Document text:
────────────────────────────────────────

If you came this morning, expecting a story about a star, some shepherds, and a baby, I hope I’m not disappointing you. I’m sure you didn’t expect an apocalypse story in church at Advent. The lectionary (or the order of scriptures) actually puts the next few weeks in backwards order. We start at the end of Jesus’ story, the week before his crucifixion, then next couple week, we’ll meet up with John the Baptist and tell his story, before we get to Mary in the last week. It’s gonna be different, but Advent is the time to be doing something different. Advent is the time when everything is fresh and new. The story we are telling over the next month or six weeks isn’t the thing changing, but is our attitude about it coming back, getting excited? Are we really anticipating the coming of the Messiah? Or are we just coming to be entertained for an hour, because that’s what we’ve done? 


You know the most terrifying time that I’ve had to come home? When each of my kids were born. More so when Ali was born than Aaron, since I was brand new to the demands of a job I had no idea what the parameters were. After you load up the car with all the stuff you brought to the hospital, there’s still that one thing that was still incomplete when you arrived. But now has become real. Arriving home, there is something about bringing a new life into a home that also brings hope. 


Even when the world is falling apart, hope remains. This is what is lost in today’s scripture. We can run all the world ending scenarios our anxieties will allow, but you know, at the end of the tribulation, and through the creation of the new one, there is restoration and redemption.

────────────────────────────────────────

Listed entries:
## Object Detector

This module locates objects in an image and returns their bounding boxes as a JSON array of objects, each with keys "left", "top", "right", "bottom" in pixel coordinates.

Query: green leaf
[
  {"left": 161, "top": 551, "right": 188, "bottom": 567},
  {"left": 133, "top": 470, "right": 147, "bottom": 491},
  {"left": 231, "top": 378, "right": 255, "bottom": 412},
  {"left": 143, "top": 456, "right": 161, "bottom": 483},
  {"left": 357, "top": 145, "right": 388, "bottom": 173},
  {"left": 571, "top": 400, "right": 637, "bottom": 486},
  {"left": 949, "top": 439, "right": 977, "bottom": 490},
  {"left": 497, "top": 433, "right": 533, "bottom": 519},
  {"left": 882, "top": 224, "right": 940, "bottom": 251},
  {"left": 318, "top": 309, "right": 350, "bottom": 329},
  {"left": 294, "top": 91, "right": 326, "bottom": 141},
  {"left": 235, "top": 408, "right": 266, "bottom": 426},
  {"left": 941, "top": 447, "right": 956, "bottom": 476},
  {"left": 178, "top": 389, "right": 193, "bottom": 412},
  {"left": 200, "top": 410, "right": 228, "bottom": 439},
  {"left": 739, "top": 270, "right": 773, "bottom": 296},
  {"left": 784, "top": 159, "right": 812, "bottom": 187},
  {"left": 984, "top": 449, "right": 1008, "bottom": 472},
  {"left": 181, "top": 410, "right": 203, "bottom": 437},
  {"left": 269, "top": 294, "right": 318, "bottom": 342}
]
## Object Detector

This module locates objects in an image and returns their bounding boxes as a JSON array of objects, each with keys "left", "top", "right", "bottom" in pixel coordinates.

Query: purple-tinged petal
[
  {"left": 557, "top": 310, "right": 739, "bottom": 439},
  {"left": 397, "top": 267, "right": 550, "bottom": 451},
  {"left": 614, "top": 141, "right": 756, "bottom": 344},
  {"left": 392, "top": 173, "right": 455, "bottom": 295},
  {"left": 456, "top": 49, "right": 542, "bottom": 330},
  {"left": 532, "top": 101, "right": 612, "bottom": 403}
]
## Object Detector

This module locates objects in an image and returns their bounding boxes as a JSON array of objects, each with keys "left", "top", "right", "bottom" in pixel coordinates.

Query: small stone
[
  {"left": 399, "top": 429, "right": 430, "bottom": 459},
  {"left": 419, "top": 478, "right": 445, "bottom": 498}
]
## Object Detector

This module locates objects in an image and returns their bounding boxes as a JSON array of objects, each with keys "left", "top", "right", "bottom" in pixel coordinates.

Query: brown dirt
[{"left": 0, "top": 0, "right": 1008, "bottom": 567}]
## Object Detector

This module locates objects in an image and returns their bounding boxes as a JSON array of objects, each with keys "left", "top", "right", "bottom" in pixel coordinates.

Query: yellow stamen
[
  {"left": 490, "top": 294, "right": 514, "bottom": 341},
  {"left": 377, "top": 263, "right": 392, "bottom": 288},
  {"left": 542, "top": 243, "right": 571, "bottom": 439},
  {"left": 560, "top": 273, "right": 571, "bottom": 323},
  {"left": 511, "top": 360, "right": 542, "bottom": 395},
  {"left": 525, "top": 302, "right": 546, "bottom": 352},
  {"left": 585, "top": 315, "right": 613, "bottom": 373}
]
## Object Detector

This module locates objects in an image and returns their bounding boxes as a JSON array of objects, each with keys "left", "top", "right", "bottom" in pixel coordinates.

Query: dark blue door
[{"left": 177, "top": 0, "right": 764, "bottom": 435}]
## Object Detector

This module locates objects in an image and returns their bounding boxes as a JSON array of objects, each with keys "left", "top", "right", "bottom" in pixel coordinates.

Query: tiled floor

────────────────────────────────────────

Set of tasks:
- A) Answer these from the Advent sermon above, one per line:
(i) At what point in Jesus' story does the lectionary start the coming weeks?
(ii) Whose birth made coming home more terrifying, Ali's or Aaron's?
(iii) What remains even when the world is falling apart?
- B) From the Advent sermon, reproduce word for word the passage that begins with the words "If you came" and ends with "what we’ve done?".

Exercise responses:
- A)
(i) At the end of his story, the week before his crucifixion.
(ii) Ali's.
(iii) Hope.

- B)
If you came this morning, expecting a story about a star, some shepherds, and a baby, I hope I’m not disappointing you. I’m sure you didn’t expect an apocalypse story in church at Advent. The lectionary (or the order of scriptures) actually puts the next few weeks in backwards order. We start at the end of Jesus’ story, the week before his crucifixion, then next couple week, we’ll meet up with John the Baptist and tell his story, before we get to Mary in the last week. It’s gonna be different, but Advent is the time to be doing something different. Advent is the time when everything is fresh and new. The story we are telling over the next month or six weeks isn’t the thing changing, but is our attitude about it coming back, getting excited? Are we really anticipating the coming of the Messiah? Or are we just coming to be entertained for an hour, because that’s what we’ve done?